TASK DIRECTIONS - Only one stretch of the records below should be repeated. It starts with the line containing "Identify every instance of the red" and goes on through the line containing "Identify every instance of the microphone", exactly as written.
START RECORDS PROVIDED
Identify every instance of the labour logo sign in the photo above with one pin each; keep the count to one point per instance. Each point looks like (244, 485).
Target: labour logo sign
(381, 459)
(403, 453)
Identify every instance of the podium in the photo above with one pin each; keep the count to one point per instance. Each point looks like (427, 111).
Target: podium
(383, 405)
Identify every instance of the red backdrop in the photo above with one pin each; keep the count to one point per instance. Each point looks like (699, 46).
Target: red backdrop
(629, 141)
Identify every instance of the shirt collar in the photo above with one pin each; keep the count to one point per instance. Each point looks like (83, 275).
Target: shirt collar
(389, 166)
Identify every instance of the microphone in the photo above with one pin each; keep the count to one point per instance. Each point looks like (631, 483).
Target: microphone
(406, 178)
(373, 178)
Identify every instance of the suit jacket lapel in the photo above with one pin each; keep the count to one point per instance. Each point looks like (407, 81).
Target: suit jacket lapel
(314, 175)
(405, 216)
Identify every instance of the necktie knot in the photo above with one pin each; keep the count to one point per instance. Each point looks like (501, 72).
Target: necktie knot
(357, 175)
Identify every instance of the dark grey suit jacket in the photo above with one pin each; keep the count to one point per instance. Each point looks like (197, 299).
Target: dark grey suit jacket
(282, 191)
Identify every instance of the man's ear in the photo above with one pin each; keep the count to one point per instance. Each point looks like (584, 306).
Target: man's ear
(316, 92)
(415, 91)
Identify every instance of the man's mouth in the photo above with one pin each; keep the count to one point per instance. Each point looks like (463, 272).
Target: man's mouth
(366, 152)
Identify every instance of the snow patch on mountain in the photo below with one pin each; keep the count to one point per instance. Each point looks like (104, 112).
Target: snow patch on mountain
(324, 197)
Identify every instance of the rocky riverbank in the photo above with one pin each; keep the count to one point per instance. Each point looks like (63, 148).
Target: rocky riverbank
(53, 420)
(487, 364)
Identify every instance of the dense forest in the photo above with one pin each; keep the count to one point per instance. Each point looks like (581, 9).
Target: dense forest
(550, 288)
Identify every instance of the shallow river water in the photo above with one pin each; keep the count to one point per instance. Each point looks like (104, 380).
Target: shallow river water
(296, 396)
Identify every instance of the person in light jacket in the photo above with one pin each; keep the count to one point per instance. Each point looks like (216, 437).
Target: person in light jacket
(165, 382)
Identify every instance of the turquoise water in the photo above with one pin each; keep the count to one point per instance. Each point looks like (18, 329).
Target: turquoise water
END RECORDS PROVIDED
ANSWER BELOW -
Identify every instance of the red backdrop in the photo above with one pin each; keep the count to one point per instance. Each point looks like (699, 46).
Target: red backdrop
(629, 141)
Identify every instance of the shirt collar in the photo above with one pin each; keep the count to one point per instance. Each point looks like (83, 275).
Target: shirt collar
(389, 166)
Identify every instance of the microphone in the photo above with one pin each; keep the count to one point per instance. Each point looks like (631, 483).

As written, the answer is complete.